== Activity ==
A word-for-word copy is required of the line containing "of the wicker" and of each line after it in the material below, through the last one.

== Data to examine ==
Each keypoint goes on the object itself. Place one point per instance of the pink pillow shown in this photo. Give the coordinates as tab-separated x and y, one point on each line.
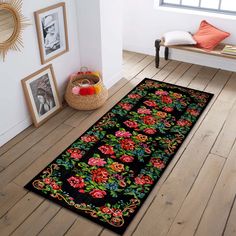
208	36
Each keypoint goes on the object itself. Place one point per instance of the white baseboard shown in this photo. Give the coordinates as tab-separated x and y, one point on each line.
114	79
12	132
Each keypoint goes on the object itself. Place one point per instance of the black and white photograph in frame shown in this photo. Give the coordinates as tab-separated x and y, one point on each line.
42	95
52	33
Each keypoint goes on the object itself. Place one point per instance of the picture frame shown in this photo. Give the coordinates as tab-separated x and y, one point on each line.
51	26
40	89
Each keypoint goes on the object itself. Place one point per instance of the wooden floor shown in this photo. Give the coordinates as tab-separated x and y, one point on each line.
196	194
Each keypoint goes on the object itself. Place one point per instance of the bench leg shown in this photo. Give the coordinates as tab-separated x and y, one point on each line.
166	53
157	58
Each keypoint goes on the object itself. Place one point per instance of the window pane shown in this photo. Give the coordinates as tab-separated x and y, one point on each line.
228	5
212	4
172	1
192	3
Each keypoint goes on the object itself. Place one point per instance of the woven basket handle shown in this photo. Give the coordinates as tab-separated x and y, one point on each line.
85	82
83	69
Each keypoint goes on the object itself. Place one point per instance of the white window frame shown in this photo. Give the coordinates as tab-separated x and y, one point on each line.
199	8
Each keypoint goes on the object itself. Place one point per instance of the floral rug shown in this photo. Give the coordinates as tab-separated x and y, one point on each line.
108	172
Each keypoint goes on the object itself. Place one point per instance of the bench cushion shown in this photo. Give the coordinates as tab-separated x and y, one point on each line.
178	38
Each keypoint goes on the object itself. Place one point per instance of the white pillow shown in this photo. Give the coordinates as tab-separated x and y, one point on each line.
178	38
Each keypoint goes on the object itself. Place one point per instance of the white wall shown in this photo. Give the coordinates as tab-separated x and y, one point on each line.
100	37
143	24
18	65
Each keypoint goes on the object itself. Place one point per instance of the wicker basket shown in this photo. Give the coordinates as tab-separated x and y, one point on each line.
86	102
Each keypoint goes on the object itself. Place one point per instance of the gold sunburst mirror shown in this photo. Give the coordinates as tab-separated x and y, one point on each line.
12	23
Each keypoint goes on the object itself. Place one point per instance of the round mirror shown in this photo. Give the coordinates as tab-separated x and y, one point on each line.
7	25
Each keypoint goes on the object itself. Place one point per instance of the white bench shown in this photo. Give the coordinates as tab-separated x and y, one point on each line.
191	48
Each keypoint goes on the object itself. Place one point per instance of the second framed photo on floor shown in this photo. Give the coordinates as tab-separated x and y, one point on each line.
52	32
41	95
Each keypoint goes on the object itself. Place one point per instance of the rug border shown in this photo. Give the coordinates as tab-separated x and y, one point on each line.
120	231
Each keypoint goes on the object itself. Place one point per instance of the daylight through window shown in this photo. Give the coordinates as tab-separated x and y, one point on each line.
221	6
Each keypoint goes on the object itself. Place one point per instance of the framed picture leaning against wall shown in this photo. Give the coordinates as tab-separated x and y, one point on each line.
51	25
41	95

== Exercise response ==
Each keypoint goes on the object itself. Place one point per instance of the wicker basket shown in this photo. Give the coordinates as tab-separated x and y, one point on each line.
86	102
Each keypoint goes on the object itself. Place one point per instance of the gold sunburst mirror shown in this photo. Give the coordinates as tab-separated x and y, one point on each line.
12	23
Each keypoint goes on the object itself. Place one point per instance of the round mirror shown in this photo. Give the coordinates as tab-separated x and y, one point on each line.
7	25
Each keypoint goes on the object itself. Place one point per instance of the white bench shown in this photo. Give the coordinates as tab-separated x and y, one point on each line.
191	48
Each keypoint goes on the object itself. Place one point per instance of the second framed photo on floor shown in this photo. Give the coordinates as tab-separated x and y, one point on each line.
52	32
41	95
Each keypoint goes on the object itself. Place one point per instance of the rug border shown in this photo. Give the coordinates as tab-separated x and y, one point on each line.
120	231
Each keypoint goes on the object itself. Place one point per instance of the daylight through window shown in this photo. Give the coordinates as tab-separated x and y, one point on each line.
221	6
Each keypoint goes on the object itself. Place one point per instance of the framed picture leaning against wall shown in this photo. Give the coordinates as tab-separated x and y, one point on each line.
51	25
41	95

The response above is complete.